#### Provided passage:
+++++
Progetto finanziato da:

Giovanni Acci (1910-1979). The artist and the works of art

Giovanni Acci (1910-1979):  l’artista, le opere / Giovanni Acci (1910-1979). The artist and  the works of art

From 18 December to 6 February, 2011, one hundred years after the birth of the Florentine painter Giovanni Acci, Piestrsanta Town Council’s Office for the Arts pays homage to this artist, who lived for some time in Versilia, with an extensive retrospective of his work. The exhibition, including previously unseen works, is on show at the church and cloister of Sant’Agostino, and curated by his daughter, Maria Acci Kazantjis.

The exhibition includes more than seventy paintings of various genres: self-portraits, still lives, landscapes and figures with mythological or religious backgrounds. These large works cover the course of the artist’s career; most are family owned, and a number originate from private and public collections, churches, museums and credit institutions.

Short biography
Born in Florence 14 July, 1910, he was introduced to painting through various artistic experiences. He studied the violin privately, and graduated in 1935 from the Philharmonic Academy in Bologna.
He began teaching himself to draw at twenty-eight and held his first one-man exhibition in 1942 in Lyceum in his birth town, where he had success with both the public and critics.
The outbreak of the war interrupted his early contacts with the Florentine art world and forced him to flee with his father to a small town in the Tuscan-Emilian Apennines, where he was to meet his future wife, Milena.
+++++
#### Provided data:
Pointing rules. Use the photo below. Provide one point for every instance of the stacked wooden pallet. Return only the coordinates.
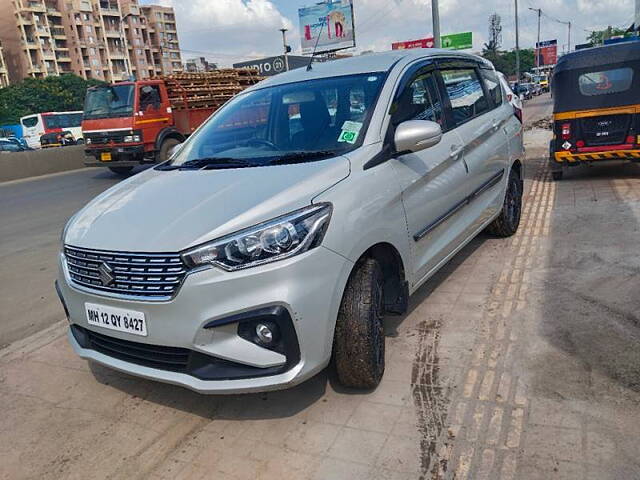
+++++
In the text on the Giovanni Acci retrospective, who curated the exhibition?

#### Reply to the exercise:
His daughter, Maria Acci Kazantjis.